━━━ Metin Parçası
Başında nanoteknoloji alanında küresel şirketlerden Irvine Sensors Corp.’un Teknoloji Başkanı Dr. Volkan Özgüz’ün bulunduğu SUNUM isimli Sabancı Üniversitesi Nanoteknoloji Araştırma ve Uygulama Merkezi’nde sanayinin hızla kullanabileceği ve uygulamaya ve ürüne dönüştürebileceği teknolojiler geliştirilmesi amaçlanıyor. Faaliyete geçmesine çok az bir süre kalan merkezle ilgili olarak biz de sorularımızı SUNUM Direktörü Dr. Volkan Özgüz’e yönelttik:
l SUNUM’un oluşum süreci ve yapacağı çalışmaların kapsamı hakkında bilgi verir misiniz?
━━━━━━
__Alıştırma Gereksinimleri__:
SUNUM hakkındaki metne göre şu ifadeler doğru mu: (a) Dr. Volkan Özgüz SUNUM’un direktörüdür, (b) merkez uzun zamandır faaliyettedir, (c) merkezde sanayinin hızla kullanabileceği teknolojiler geliştirilmesi hedeflenmektedir? Her biri için evet ya da hayır deyip metindeki belirleyici sözleri aynen alıntılayın.
━━━ Satır Listesi
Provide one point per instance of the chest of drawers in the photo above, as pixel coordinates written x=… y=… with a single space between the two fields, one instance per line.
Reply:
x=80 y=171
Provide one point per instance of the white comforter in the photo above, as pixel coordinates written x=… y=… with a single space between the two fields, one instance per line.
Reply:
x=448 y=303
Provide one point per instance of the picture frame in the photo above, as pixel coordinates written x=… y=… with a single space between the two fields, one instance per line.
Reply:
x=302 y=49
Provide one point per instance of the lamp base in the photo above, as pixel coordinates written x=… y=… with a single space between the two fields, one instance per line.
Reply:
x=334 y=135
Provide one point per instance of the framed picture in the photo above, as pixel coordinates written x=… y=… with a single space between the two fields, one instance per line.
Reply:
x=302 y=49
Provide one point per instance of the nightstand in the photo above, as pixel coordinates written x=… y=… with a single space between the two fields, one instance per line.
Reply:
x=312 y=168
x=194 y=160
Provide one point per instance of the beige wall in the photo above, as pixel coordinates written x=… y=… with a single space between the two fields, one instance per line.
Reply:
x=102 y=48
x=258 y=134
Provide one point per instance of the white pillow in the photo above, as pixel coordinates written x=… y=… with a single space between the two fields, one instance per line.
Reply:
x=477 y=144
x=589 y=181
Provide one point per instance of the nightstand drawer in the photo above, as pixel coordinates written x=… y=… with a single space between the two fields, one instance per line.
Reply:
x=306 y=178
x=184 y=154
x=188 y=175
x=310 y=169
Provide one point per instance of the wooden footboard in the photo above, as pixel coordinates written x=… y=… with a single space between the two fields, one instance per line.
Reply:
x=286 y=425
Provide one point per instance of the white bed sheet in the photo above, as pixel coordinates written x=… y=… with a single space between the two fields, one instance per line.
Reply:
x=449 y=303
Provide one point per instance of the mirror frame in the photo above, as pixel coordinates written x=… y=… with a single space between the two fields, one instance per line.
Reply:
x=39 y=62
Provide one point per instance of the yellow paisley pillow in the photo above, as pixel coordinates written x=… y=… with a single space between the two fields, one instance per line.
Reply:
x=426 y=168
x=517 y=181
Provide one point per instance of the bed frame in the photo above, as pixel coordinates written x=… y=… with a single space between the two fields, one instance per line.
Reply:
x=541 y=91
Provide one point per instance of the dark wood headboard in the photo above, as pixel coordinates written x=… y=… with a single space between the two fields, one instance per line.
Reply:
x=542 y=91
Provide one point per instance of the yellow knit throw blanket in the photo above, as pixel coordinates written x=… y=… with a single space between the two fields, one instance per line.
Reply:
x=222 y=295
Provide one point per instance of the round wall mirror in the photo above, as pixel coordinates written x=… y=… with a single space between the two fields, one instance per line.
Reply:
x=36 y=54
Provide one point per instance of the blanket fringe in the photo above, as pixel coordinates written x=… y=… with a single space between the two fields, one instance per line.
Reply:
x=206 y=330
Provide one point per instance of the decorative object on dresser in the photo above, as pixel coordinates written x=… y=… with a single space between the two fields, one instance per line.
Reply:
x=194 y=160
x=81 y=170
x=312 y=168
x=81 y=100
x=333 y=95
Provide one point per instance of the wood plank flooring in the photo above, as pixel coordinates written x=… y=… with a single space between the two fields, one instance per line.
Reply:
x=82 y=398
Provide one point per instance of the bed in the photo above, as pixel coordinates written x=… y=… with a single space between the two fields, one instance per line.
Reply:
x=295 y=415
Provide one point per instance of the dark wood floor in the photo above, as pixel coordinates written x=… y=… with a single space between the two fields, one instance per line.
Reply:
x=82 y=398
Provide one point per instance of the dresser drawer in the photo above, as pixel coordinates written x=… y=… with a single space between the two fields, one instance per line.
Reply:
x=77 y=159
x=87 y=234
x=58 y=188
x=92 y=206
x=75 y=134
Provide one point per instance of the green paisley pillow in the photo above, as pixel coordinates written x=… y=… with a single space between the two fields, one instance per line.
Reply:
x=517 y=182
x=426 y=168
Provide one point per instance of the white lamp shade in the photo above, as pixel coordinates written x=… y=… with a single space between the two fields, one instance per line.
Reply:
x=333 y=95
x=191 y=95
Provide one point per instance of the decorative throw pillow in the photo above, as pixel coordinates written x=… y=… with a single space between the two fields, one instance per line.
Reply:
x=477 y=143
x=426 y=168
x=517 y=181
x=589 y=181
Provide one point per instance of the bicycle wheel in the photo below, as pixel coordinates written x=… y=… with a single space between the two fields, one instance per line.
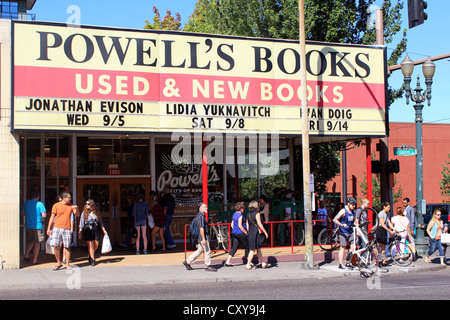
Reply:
x=328 y=239
x=222 y=237
x=372 y=215
x=299 y=234
x=193 y=242
x=401 y=253
x=213 y=241
x=368 y=263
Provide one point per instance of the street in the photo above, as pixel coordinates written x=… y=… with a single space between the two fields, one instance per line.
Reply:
x=412 y=286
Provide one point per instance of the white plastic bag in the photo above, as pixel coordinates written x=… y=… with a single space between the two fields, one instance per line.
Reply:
x=106 y=246
x=48 y=248
x=151 y=222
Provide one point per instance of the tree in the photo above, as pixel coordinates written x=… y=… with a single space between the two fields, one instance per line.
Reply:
x=445 y=181
x=342 y=21
x=397 y=190
x=168 y=23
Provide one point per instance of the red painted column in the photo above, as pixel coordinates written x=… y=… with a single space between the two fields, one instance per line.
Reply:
x=369 y=175
x=204 y=174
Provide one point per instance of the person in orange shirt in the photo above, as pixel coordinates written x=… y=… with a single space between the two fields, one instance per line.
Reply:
x=60 y=228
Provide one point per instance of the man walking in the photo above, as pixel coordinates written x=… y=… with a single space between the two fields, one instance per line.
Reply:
x=345 y=219
x=35 y=213
x=62 y=224
x=361 y=217
x=410 y=214
x=203 y=240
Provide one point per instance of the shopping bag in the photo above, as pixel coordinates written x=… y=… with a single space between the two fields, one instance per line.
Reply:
x=48 y=248
x=445 y=238
x=106 y=246
x=151 y=222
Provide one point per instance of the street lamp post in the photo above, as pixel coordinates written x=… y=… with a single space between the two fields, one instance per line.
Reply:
x=428 y=68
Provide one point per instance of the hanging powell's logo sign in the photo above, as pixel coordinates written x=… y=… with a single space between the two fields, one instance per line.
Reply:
x=112 y=80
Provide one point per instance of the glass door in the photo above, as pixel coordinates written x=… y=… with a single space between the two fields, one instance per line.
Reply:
x=114 y=199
━━━━━━
__Alıştırmanın Cevabı__:
(a) Evet: "SUNUM Direktörü Dr. Volkan Özgüz’e"
(b) Hayır: "Faaliyete geçmesine çok az bir süre kalan merkezle"
(c) Evet: "sanayinin hızla kullanabileceği ve uygulamaya ve ürüne dönüştürebileceği teknolojiler geliştirilmesi amaçlanıyor"